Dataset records
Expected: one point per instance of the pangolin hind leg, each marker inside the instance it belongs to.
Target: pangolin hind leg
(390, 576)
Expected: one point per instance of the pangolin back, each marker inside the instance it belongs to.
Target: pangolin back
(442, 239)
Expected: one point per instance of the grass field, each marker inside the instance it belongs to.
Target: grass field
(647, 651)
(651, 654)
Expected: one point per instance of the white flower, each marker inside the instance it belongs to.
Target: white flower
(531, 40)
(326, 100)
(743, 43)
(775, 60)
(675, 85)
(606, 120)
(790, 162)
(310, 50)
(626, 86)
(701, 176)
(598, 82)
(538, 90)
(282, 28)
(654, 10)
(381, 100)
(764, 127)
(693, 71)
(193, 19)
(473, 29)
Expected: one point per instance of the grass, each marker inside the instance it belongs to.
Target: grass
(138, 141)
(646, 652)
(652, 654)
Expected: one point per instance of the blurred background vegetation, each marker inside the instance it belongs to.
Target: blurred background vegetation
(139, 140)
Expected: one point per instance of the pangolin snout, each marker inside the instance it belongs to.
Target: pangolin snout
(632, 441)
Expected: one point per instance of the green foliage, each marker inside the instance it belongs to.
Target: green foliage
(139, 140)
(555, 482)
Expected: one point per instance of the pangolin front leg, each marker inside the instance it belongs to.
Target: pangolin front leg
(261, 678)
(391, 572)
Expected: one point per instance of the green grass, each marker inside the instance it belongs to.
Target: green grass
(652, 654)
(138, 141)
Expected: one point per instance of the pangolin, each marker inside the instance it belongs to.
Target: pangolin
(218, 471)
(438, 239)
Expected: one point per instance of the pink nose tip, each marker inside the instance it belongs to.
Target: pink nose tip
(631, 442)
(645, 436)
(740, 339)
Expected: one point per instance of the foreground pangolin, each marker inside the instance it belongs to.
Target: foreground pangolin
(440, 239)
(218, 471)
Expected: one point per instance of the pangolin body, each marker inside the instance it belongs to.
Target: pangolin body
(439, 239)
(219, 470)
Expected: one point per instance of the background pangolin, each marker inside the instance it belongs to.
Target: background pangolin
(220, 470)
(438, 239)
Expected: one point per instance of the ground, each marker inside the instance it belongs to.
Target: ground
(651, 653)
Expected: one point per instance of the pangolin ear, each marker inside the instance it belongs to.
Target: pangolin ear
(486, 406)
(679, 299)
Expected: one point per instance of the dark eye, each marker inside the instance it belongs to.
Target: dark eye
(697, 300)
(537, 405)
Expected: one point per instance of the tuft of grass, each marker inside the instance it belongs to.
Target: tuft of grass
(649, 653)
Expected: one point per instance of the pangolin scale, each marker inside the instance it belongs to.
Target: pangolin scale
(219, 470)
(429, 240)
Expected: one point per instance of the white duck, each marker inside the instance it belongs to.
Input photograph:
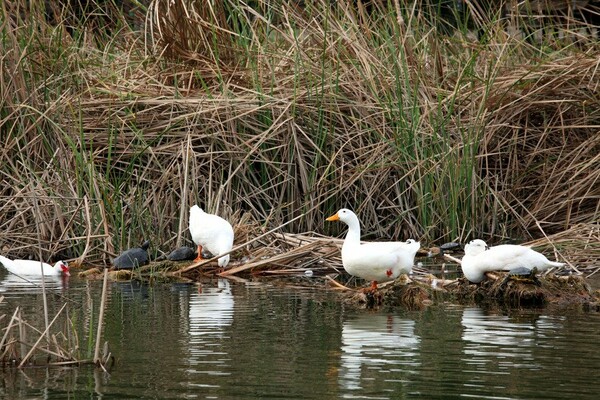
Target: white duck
(479, 259)
(212, 233)
(32, 267)
(375, 261)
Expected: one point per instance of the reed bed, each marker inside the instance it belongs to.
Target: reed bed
(117, 123)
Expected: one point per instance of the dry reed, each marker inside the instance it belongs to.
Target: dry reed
(281, 110)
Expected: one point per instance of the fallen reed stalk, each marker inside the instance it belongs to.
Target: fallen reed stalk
(281, 109)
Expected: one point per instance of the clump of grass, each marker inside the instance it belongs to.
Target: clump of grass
(280, 110)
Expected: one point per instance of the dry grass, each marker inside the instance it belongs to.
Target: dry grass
(280, 111)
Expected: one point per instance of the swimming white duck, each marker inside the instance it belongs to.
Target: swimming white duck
(212, 233)
(479, 259)
(375, 261)
(32, 267)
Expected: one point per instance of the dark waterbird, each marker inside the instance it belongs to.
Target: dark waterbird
(132, 258)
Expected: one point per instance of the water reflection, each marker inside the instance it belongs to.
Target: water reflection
(210, 314)
(15, 285)
(375, 343)
(504, 341)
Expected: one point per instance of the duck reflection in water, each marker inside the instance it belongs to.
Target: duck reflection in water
(210, 313)
(31, 284)
(372, 344)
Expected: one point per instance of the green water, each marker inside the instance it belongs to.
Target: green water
(264, 340)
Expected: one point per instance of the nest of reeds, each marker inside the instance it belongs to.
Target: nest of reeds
(503, 289)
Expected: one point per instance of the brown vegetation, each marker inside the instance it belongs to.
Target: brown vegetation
(279, 112)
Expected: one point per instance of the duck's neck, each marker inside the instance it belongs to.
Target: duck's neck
(353, 235)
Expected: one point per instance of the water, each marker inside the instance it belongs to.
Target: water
(256, 340)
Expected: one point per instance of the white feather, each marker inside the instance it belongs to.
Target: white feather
(375, 261)
(480, 259)
(211, 232)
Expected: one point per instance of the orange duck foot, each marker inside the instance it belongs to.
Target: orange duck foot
(372, 288)
(199, 257)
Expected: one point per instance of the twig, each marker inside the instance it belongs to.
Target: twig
(336, 283)
(41, 337)
(204, 262)
(100, 319)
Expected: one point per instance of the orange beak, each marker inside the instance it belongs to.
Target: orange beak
(334, 217)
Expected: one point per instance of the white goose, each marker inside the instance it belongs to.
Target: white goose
(479, 259)
(32, 267)
(212, 233)
(375, 261)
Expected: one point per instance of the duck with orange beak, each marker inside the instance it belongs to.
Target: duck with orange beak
(374, 261)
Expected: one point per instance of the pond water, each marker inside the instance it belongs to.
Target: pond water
(231, 340)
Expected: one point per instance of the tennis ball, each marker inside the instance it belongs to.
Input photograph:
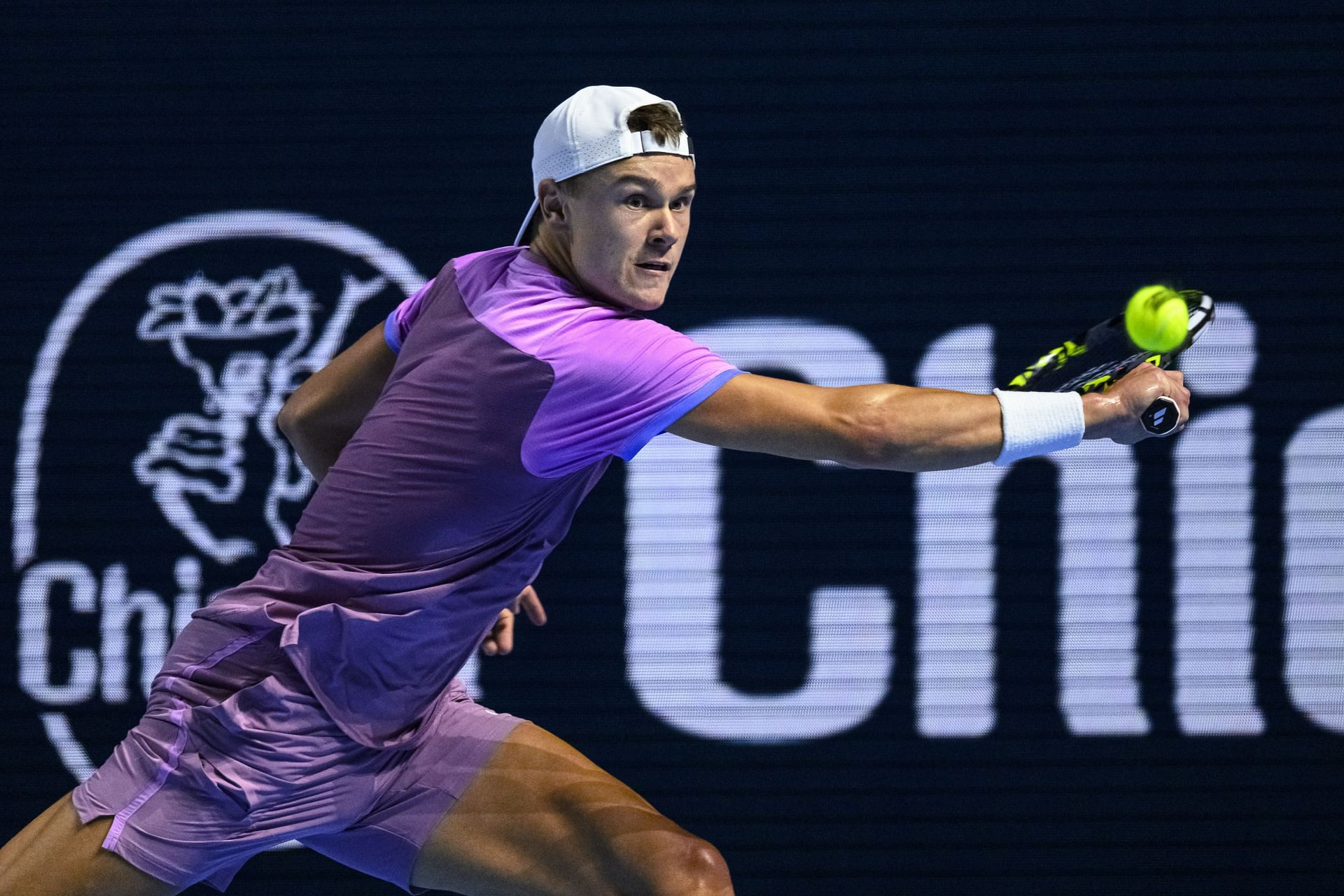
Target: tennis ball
(1156, 318)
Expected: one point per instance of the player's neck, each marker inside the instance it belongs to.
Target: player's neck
(555, 255)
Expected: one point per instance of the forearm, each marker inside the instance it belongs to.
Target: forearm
(916, 430)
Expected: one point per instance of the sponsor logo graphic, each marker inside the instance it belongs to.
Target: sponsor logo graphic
(148, 458)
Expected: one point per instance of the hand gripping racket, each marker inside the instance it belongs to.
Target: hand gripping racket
(1098, 358)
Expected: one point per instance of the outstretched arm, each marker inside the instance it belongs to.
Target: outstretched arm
(323, 414)
(898, 428)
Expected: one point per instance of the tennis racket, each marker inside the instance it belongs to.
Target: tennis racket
(1097, 359)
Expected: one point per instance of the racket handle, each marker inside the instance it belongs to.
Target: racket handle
(1161, 416)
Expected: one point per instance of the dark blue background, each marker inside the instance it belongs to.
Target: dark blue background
(897, 168)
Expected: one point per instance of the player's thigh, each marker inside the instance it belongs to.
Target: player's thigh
(57, 855)
(542, 820)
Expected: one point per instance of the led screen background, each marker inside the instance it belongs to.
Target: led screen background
(1116, 672)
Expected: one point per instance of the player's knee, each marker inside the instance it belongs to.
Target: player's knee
(695, 871)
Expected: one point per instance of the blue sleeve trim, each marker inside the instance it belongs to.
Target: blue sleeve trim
(390, 333)
(671, 415)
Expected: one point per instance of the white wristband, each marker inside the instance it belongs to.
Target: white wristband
(1038, 424)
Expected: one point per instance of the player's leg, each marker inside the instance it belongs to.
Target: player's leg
(542, 820)
(57, 855)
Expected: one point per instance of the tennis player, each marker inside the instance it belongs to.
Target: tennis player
(318, 701)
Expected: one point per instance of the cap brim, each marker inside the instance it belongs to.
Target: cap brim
(518, 241)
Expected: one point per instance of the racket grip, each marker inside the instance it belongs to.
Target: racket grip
(1161, 416)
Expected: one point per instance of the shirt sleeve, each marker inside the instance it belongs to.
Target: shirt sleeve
(398, 324)
(615, 391)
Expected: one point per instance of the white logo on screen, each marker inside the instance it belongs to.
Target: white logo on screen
(202, 453)
(262, 340)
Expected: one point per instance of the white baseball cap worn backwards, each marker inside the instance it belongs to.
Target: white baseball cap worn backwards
(588, 131)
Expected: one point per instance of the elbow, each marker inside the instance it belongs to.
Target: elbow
(872, 435)
(864, 438)
(290, 419)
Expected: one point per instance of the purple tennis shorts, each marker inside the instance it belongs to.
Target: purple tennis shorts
(235, 755)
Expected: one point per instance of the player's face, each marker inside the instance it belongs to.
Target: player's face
(628, 226)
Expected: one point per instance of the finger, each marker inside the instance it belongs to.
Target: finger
(533, 606)
(504, 633)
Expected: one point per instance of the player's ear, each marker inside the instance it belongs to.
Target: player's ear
(550, 203)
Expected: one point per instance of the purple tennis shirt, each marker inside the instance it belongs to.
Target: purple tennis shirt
(510, 397)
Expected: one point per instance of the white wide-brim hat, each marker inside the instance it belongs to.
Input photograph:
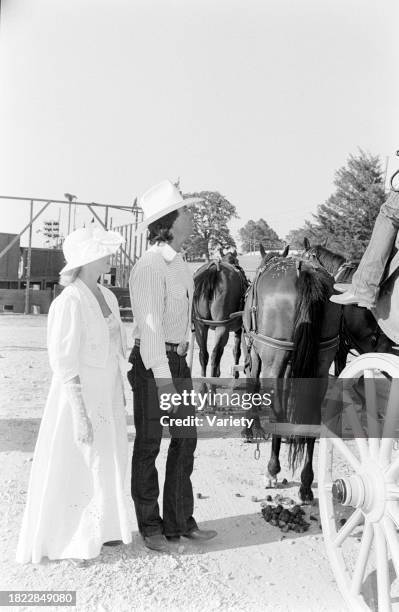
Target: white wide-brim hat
(87, 244)
(161, 200)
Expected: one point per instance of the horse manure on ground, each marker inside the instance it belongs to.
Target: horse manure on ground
(286, 520)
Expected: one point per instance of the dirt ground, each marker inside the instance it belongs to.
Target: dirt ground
(249, 566)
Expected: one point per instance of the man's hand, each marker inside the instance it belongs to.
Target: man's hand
(168, 389)
(83, 430)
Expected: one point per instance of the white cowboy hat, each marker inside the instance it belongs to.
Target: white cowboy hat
(88, 244)
(161, 200)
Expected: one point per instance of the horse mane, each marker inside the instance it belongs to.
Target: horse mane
(313, 291)
(207, 279)
(330, 260)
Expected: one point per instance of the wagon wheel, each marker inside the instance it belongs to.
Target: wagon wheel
(360, 477)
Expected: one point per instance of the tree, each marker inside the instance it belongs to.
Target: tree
(309, 230)
(347, 218)
(210, 222)
(255, 232)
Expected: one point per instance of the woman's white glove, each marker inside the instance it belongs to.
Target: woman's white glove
(83, 428)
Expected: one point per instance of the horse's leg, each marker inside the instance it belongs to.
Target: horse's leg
(253, 377)
(237, 349)
(307, 475)
(274, 467)
(201, 334)
(221, 338)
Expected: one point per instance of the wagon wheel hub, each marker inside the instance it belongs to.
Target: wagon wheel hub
(366, 490)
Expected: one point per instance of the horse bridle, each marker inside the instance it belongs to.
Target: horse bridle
(312, 254)
(254, 336)
(233, 315)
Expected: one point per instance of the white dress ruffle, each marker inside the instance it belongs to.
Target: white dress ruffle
(76, 498)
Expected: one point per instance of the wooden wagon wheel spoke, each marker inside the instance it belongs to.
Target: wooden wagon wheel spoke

*YOUR TASK*
Take the line with "tennis shirt, each" as the first line and the last line of the records above as the final one; reproduce exactly the lines between them, both included, without pictures.

*EXERCISE OUTPUT*
Expected: one point per instance of the purple tennis shirt, each marker inside the instance it belongs to.
Target: purple tennis shirt
(510, 397)
Expected: one point per instance of the white wide-brim hat, each marker inside the instance it belongs to.
Input photograph:
Target: white wide-brim hat
(87, 244)
(161, 200)
Expected: one point per instance of the horse manure on ground, each marker inside the instance it belongs to.
Target: horse manure on ground
(286, 520)
Expected: one point per instance of the dirt ground, each marker inside the instance it belongs to.
Target: dirt ground
(249, 566)
Expected: one point per instance of the man's hand, each marker inside the instance it belongs to.
Target: man's hand
(168, 389)
(83, 430)
Expected: one point per instance of the white cowboy hat, each marker inside the instance it belongs to.
Target: white cowboy hat
(88, 244)
(161, 200)
Expected: one point per instance of the horse mane, each marker inside the instance it belongs to.
Target: horse mane
(313, 291)
(207, 279)
(330, 260)
Expected: one point per instance of the wagon wheel, each marker inside the instance it belongs to.
Target: wagon wheel
(360, 477)
Expected: one point per instance of the tree, each marker inside the instance it belongs to.
Target: tree
(309, 230)
(347, 218)
(210, 222)
(255, 232)
Expected: one point per instance of the woman's white glove, each marker inside the instance it belongs to.
Target: woman's white glove
(83, 428)
Expected: one point per instance of the horse's leg, each marker inside the instance it belongs to.
Target: horse's leg
(253, 377)
(237, 349)
(307, 475)
(274, 467)
(201, 334)
(221, 338)
Expected: one point per instance of the wagon wheel hub, each marker inside the instance it belongs to.
Target: wagon wheel hub
(366, 490)
Expected: one point per instance of the horse bridle, each marker inside the instance it belongs to.
Target: horse bridle
(312, 254)
(254, 336)
(233, 315)
Expected: one point per instance of the white dress ruffle, each marker inside the instance it belongs to.
Target: white dress ruffle
(76, 498)
Expected: one point per instance of the wooden wagon wheel spoke, each marker inside the instance it belongs to.
Target: wooden wagon wheel spoke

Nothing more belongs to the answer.